Task goal
Gather every line in the records below that contains the string "stripe", and copy each of those lines in full. Case counts when matching.

Raw records
*****
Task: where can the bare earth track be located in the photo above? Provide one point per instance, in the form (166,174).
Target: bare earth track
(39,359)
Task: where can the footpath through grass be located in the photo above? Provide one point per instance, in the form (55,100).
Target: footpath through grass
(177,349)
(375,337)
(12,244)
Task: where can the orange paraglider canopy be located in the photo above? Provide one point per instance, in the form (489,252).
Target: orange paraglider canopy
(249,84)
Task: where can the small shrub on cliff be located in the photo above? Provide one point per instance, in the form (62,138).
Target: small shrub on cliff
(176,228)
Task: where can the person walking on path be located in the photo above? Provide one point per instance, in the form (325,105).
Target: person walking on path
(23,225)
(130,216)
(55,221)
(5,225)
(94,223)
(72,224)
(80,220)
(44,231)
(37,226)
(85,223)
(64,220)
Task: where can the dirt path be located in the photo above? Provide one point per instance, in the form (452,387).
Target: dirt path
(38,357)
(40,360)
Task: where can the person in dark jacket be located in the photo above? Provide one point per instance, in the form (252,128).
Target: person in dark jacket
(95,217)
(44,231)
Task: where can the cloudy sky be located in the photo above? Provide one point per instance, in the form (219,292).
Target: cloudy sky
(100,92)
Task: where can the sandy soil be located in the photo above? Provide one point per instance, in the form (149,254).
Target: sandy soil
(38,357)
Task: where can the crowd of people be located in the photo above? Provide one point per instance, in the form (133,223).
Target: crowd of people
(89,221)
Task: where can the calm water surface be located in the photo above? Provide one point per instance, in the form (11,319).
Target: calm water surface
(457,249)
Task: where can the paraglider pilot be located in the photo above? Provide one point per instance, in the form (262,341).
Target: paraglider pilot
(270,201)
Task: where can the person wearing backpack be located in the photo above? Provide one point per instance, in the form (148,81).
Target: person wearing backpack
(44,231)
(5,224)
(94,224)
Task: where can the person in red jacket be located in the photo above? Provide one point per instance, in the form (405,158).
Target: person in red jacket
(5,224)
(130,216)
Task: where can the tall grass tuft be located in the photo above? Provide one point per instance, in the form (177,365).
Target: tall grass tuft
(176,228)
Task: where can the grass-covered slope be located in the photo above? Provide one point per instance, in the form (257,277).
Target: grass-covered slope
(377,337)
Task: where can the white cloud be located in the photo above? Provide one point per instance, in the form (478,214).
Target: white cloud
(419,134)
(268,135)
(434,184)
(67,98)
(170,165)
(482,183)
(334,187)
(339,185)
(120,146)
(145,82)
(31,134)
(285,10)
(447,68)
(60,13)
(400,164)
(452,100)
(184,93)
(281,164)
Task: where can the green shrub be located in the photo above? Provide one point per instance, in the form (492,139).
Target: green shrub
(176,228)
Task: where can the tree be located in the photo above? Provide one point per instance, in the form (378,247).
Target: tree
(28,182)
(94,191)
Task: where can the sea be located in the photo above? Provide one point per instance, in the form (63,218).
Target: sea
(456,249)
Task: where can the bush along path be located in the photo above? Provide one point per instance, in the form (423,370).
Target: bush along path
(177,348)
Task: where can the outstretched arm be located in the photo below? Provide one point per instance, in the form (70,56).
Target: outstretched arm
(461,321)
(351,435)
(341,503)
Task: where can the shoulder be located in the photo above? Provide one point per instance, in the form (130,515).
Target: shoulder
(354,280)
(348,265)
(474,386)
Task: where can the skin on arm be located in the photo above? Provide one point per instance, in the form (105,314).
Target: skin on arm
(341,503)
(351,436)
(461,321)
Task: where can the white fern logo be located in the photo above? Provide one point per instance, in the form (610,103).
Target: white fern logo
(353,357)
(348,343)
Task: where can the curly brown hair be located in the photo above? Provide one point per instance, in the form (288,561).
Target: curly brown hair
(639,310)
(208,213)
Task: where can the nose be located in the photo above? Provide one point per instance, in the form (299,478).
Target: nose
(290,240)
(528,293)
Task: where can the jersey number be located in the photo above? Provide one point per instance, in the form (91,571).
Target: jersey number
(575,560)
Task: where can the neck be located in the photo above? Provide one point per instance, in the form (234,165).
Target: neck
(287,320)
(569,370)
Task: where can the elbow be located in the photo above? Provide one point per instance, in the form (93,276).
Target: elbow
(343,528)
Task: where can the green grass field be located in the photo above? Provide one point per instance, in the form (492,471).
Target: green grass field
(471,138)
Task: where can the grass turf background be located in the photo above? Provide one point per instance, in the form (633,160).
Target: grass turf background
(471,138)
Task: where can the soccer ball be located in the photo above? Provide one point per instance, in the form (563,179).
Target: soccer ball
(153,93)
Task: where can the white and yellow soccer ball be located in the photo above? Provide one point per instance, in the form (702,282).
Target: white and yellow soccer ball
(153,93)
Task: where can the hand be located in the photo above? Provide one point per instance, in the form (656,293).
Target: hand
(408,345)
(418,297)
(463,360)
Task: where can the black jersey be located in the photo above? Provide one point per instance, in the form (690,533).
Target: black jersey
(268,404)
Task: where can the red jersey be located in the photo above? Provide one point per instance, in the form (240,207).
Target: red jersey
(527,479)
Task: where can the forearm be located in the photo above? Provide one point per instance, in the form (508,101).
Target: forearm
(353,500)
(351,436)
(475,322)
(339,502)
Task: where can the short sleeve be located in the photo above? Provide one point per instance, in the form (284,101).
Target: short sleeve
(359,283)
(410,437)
*****
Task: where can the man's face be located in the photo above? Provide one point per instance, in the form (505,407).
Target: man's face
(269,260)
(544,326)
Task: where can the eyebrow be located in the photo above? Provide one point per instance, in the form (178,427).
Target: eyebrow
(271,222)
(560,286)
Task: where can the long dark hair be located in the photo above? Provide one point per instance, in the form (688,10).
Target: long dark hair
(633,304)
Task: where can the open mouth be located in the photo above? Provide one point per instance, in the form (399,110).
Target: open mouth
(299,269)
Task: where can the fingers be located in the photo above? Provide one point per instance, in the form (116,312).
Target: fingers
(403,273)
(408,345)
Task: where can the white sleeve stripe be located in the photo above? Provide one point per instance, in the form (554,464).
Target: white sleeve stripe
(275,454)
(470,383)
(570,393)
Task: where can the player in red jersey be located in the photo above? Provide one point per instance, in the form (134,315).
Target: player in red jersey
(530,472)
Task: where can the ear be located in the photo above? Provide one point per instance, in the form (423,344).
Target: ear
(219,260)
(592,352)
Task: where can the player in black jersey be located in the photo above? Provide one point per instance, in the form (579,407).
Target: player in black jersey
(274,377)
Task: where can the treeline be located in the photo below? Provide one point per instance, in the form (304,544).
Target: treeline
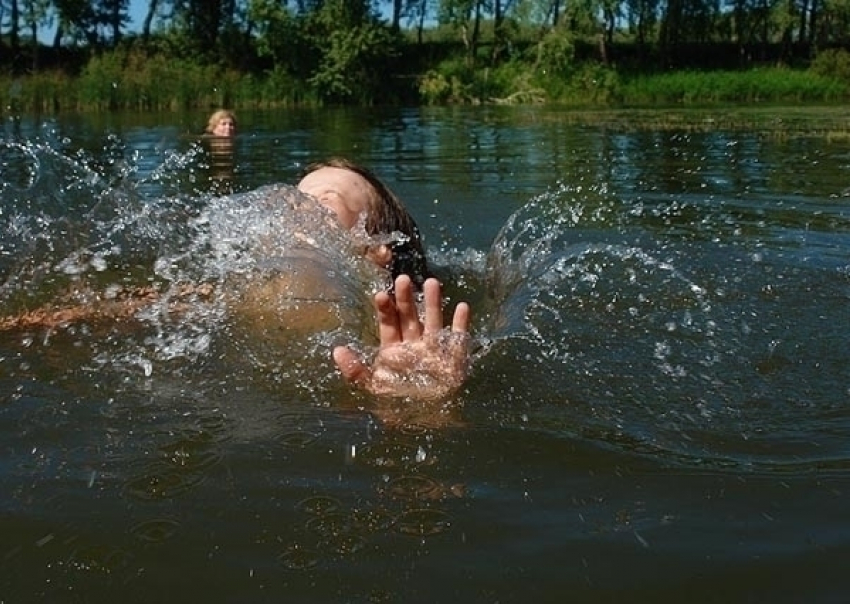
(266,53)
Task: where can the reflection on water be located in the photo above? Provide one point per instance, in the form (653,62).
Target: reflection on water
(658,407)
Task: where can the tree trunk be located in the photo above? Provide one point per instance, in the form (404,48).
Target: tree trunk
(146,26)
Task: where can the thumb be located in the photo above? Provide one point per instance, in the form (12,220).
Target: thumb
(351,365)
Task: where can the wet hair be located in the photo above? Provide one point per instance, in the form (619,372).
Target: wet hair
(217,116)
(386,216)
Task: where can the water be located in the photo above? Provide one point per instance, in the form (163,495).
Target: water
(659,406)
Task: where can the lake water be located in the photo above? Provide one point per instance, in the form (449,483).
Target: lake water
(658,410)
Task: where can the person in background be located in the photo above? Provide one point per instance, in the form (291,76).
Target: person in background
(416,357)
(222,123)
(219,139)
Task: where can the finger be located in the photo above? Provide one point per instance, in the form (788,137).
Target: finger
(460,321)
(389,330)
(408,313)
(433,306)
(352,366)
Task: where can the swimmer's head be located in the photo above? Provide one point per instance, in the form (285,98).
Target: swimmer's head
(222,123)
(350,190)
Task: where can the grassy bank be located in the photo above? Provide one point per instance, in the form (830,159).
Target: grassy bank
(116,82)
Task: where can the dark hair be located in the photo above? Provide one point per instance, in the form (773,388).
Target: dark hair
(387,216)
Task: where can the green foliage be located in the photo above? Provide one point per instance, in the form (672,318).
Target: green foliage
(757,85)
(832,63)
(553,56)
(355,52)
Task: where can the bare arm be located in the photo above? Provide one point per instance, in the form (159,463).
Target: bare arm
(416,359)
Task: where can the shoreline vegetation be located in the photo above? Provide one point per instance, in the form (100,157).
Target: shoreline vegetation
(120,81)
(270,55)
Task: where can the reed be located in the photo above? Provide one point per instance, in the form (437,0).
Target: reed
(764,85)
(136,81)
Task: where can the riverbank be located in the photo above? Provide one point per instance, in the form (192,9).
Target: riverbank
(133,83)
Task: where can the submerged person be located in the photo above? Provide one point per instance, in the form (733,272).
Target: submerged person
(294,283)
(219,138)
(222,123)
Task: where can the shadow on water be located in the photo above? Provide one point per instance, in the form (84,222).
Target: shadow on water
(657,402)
*****
Problem solution
Task: where can the white sleeve stripe be located in the photo above? Provide one point per instance, in the form (554,464).
Target: white sleeve stripe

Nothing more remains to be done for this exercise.